» **DATA SECTION**

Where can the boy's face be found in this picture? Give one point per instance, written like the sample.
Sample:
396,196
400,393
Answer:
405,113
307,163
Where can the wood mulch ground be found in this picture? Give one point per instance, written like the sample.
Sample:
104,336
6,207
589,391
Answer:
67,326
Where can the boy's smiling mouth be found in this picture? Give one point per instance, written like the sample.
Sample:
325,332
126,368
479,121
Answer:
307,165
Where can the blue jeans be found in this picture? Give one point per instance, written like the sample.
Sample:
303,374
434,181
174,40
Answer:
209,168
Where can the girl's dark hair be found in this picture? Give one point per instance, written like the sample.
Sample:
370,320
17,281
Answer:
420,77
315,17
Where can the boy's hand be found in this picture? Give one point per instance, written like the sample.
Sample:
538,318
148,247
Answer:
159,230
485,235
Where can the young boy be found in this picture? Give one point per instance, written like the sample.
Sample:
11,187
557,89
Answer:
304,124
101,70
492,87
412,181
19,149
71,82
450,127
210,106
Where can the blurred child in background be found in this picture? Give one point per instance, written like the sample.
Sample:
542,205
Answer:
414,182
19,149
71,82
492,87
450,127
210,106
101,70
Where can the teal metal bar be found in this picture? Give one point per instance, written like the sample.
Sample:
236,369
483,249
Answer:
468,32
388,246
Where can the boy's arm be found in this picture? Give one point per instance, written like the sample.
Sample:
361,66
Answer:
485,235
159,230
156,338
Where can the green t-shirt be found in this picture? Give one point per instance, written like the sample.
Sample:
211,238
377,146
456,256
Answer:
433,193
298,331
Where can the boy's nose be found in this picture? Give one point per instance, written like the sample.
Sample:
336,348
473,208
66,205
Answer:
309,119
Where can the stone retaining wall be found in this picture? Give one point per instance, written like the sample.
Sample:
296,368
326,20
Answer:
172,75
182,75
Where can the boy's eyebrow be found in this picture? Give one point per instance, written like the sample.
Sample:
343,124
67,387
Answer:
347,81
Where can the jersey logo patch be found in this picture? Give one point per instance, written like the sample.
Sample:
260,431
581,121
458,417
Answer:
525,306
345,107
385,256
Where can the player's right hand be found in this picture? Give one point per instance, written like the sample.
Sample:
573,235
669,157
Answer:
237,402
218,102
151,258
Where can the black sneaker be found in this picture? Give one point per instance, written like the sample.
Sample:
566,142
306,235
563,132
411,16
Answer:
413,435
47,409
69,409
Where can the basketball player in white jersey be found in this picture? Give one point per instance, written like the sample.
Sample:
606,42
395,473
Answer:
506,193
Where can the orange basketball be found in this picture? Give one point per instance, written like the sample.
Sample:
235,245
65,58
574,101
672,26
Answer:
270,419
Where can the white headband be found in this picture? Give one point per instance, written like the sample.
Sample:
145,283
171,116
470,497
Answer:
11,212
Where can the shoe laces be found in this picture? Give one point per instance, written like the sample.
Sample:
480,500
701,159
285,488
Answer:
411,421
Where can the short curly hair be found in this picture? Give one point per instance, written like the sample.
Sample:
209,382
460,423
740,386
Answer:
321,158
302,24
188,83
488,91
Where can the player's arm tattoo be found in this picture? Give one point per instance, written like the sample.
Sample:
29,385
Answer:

» **TASK DIRECTIONS**
Without omitting anything, set down all the entries above again.

» **SOLUTION**
Where can the boy's face be found in this picture? Give one point per instance, written like the sample.
Sample:
396,196
400,393
Answer:
405,113
307,163
Where can the wood mulch ground be found in this picture? Give one point per instance, written like the sample.
Sample:
104,336
6,207
589,391
Answer:
67,326
Where can the boy's smiling mouth be found in this picture? Give one point per instance, written like the sample.
Sample:
325,332
126,368
479,121
Answer:
307,165
Where can the blue jeans be found in this picture? Give one point per instance, written like the sample.
Sample:
303,374
434,181
174,40
Answer:
209,168
Where can the girl's dark hair be found in this picture? Give one point per instance, written like the sample.
Sample:
370,320
17,281
Answer:
420,77
315,17
Where can the boy's hand be found in this picture? Give one point per instance, written like the sample.
Sample:
538,318
148,247
Answer:
159,230
485,235
Where can the young boy be found in this picture? Give one point per instance, written like the sample.
Sample:
11,187
557,89
Answer:
304,124
101,70
492,87
412,181
19,149
71,82
450,127
210,106
Where can the blurred child in background be found in this picture? Give one point per instance, written like the sample.
Sample:
542,205
Answer:
414,182
19,149
71,82
492,87
450,127
210,106
101,70
Where can the teal metal bar be found in this picture? Give one point per instance, written like the sample.
Sample:
236,369
483,249
Answer:
468,32
388,246
Where can the boy's arm be found in this picture? Give one point per instance, written like the sample.
Sample:
361,66
Answer:
485,235
159,230
156,338
Where can the green t-shirt be found in this picture? Give one point per instance, written like the sample.
Sample:
211,238
377,146
456,256
Answer:
433,193
298,331
Where can the boy's nose be found in this picture? Give one point per instance, written like the sample.
Sample:
336,348
473,208
66,205
Answer:
309,119
Where can the stone retaining wall be found in this picture? Give one point per instance, written like the sample.
Sample:
296,368
326,20
Answer:
172,75
182,75
Where can the boy's eyebrow be found in this picture? Give one point per instance, written like the sample.
Sample:
343,124
67,387
Answer:
347,81
Where can the jersey logo patch be found in this picture? Give one point per instance, written like the sample.
Sample:
260,431
581,121
458,417
Answer:
525,306
345,107
385,256
Where can the player's right hand be found in this picture? Give one point per instance, written like the sample.
Sample:
573,235
669,157
Answer:
237,402
218,102
151,258
Where can the black sneaker be found in this picture? Give one point per instance, written like the sample.
Sample:
566,142
306,235
563,132
411,16
Answer:
413,435
47,409
69,409
Where can the basketball player in white jersey be found in this picture? Give one point per instance, written like the sample.
Sample:
606,42
395,473
Answer:
506,193
Where can the orange basketball be found in this picture? Give one point per instance, written like the sample.
Sample:
235,245
65,58
574,101
672,26
Answer:
270,419
Where can the white headband be found in this picture? Give one point per instance, written like the sample.
Sample:
145,283
171,116
470,497
Answer:
11,212
Where can the shoe laces be found in this picture? Give one point per instance, written like the sample.
Sample:
480,500
701,159
285,488
Answer:
411,421
Where can the short curly hair be found in this picture? Give one point per instance, written like the sample.
Sample:
209,382
460,423
740,386
Answer:
321,158
302,24
188,83
488,91
Where can the player's arm tattoo be found in this picture? Give one point per instance, written like the sample.
Sample:
29,385
Answer:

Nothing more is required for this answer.